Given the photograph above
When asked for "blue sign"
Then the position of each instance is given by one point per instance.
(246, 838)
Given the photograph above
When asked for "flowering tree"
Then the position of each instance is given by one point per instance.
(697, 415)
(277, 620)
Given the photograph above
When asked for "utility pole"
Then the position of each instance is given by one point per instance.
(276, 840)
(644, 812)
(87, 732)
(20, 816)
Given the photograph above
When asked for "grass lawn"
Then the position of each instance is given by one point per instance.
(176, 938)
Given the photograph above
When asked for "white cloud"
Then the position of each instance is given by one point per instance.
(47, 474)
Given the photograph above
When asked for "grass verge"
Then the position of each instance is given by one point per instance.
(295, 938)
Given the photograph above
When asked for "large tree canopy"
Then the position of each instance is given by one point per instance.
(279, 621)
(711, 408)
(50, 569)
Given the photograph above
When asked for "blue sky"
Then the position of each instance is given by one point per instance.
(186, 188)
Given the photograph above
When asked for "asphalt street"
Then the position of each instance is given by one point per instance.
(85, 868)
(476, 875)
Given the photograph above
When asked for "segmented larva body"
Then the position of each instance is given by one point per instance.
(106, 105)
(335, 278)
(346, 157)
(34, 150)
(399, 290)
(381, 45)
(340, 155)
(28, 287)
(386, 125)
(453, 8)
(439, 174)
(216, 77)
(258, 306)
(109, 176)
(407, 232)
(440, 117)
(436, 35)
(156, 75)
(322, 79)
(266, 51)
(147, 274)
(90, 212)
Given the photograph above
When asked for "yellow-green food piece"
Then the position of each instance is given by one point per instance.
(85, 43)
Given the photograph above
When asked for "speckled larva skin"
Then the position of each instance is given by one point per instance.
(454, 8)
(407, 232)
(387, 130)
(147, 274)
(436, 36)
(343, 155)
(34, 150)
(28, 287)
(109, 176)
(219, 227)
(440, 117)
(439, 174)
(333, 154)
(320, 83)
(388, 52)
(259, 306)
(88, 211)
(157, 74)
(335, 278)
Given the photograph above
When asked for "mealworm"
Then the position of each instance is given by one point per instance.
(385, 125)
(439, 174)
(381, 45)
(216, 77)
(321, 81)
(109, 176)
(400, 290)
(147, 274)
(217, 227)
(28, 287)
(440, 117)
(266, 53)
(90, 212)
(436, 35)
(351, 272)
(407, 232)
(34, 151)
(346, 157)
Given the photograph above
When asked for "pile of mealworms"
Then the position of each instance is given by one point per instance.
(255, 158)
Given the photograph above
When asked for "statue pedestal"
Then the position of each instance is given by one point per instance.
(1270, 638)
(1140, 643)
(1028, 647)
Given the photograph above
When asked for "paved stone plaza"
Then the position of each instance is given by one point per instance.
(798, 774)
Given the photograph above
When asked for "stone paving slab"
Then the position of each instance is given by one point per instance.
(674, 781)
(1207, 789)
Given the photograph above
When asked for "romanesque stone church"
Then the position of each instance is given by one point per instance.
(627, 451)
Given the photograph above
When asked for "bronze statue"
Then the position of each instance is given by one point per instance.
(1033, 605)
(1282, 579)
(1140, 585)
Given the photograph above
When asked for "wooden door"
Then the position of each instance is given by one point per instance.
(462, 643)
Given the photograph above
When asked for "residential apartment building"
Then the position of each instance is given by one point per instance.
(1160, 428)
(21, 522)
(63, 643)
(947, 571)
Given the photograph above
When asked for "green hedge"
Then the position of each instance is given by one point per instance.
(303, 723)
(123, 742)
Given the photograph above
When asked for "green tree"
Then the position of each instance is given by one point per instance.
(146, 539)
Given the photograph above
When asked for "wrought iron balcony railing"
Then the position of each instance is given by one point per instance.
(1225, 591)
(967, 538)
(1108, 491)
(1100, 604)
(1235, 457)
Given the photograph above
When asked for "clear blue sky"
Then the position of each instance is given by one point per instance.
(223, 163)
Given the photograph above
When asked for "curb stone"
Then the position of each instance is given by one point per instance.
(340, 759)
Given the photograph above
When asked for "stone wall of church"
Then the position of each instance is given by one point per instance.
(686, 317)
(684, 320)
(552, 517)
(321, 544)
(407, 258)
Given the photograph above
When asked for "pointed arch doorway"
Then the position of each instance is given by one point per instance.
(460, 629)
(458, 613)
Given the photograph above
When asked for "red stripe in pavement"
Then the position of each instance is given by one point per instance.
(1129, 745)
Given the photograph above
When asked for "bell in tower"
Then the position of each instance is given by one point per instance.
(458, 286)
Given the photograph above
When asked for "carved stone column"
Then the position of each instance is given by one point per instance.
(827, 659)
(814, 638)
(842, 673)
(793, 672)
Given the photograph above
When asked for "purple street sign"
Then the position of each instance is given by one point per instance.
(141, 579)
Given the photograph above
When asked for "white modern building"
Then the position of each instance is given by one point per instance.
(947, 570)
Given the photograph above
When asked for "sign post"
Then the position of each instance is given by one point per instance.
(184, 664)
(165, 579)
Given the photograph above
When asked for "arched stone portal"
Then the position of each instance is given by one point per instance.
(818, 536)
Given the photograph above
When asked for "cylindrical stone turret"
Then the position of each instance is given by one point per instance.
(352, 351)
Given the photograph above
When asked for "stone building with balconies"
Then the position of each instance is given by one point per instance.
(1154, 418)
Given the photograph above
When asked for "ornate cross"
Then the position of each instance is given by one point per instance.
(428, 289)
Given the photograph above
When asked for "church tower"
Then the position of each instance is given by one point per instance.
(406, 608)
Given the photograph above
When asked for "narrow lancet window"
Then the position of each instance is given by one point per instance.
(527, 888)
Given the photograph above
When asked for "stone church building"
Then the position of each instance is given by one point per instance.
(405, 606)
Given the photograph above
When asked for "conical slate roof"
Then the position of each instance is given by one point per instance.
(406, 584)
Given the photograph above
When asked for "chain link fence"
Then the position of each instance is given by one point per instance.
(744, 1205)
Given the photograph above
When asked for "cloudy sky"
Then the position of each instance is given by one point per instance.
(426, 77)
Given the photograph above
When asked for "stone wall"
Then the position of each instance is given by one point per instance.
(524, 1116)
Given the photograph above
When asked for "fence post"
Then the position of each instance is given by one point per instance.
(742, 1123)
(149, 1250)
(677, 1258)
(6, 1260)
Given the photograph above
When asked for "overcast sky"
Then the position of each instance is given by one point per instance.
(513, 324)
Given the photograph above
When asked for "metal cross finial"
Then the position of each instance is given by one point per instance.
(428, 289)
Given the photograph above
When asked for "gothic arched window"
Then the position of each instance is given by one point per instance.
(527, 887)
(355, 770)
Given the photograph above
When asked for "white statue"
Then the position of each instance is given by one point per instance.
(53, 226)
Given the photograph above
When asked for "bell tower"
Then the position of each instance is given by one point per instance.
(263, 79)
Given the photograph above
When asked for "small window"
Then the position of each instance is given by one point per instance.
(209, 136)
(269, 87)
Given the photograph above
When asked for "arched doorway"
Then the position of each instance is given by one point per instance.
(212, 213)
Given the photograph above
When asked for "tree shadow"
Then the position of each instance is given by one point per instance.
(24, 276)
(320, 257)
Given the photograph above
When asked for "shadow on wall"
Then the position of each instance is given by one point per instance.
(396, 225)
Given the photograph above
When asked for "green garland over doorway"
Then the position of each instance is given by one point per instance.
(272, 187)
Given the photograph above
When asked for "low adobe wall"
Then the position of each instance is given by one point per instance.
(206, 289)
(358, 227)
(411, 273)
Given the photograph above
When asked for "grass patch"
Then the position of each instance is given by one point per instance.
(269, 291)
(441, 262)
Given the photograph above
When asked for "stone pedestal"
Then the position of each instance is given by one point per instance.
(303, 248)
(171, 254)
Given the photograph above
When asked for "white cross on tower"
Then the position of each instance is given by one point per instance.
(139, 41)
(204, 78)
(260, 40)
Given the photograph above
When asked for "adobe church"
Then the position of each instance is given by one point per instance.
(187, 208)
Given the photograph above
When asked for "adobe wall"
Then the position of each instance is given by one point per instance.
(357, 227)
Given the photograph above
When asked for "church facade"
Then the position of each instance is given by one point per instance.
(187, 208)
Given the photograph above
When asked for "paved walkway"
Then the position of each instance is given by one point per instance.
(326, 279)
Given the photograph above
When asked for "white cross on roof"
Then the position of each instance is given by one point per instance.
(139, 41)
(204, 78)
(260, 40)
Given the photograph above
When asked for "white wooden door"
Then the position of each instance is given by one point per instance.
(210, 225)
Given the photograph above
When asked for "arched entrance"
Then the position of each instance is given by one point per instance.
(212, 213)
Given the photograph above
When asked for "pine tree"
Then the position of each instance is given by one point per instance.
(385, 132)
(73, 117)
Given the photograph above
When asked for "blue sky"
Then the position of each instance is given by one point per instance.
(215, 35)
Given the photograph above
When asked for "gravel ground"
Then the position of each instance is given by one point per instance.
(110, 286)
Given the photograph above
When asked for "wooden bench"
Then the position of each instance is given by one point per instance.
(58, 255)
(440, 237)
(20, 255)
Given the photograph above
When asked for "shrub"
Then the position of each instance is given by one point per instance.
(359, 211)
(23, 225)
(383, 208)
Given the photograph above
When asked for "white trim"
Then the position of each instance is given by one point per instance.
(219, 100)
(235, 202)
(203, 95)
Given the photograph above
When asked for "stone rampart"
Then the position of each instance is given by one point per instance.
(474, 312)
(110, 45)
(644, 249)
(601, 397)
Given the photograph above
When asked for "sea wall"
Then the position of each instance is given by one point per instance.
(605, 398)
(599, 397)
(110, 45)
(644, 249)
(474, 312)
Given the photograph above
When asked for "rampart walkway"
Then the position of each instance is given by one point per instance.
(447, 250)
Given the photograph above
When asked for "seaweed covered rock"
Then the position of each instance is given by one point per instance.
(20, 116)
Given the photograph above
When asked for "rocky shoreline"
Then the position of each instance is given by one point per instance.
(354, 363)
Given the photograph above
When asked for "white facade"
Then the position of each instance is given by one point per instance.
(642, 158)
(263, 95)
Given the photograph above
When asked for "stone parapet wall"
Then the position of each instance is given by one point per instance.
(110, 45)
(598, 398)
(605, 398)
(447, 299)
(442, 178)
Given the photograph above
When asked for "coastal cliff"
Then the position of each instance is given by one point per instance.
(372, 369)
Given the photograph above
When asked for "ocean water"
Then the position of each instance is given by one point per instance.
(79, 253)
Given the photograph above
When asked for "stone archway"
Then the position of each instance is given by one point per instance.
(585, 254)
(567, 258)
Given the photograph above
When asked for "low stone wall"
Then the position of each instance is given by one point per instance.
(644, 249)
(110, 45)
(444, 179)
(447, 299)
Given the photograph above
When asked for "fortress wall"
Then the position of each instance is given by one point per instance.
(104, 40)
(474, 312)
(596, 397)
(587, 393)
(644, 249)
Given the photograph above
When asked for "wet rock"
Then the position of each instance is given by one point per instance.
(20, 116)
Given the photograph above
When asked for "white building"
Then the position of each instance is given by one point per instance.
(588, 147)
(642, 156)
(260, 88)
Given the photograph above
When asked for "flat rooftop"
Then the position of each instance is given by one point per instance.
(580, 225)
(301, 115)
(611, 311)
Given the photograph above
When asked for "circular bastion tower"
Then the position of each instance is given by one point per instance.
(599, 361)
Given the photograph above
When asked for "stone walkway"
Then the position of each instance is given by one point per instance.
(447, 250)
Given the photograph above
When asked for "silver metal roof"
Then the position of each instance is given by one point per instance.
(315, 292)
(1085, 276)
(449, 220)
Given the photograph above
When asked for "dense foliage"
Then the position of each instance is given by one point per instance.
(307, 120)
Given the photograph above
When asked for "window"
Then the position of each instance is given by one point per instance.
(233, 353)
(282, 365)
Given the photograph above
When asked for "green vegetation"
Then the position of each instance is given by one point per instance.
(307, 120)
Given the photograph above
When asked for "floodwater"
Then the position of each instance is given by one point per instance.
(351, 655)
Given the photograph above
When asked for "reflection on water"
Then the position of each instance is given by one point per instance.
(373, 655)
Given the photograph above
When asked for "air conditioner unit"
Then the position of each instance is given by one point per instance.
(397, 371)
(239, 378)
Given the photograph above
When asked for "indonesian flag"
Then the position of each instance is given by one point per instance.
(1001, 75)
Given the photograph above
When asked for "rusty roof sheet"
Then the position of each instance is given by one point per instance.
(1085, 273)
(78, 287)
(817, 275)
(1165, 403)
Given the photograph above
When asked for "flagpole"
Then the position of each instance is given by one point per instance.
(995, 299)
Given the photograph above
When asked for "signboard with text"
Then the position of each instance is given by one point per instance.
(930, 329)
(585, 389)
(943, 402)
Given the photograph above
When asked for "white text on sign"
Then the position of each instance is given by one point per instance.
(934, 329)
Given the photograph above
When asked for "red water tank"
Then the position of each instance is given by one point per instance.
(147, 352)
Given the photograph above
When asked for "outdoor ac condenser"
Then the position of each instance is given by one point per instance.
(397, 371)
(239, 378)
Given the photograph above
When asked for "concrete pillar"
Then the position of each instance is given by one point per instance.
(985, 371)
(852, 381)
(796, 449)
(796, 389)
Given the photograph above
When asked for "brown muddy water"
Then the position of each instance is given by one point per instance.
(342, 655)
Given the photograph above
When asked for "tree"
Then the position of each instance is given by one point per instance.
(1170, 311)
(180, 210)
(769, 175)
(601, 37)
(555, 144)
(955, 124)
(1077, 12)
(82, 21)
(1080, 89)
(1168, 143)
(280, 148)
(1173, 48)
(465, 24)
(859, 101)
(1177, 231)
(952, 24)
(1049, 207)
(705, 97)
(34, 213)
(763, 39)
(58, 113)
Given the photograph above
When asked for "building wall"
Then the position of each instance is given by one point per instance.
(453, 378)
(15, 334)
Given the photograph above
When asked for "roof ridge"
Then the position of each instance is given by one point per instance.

***

## What you have to do
The answer should be one number: how many lines of the data above contain "fence".

## Result below
2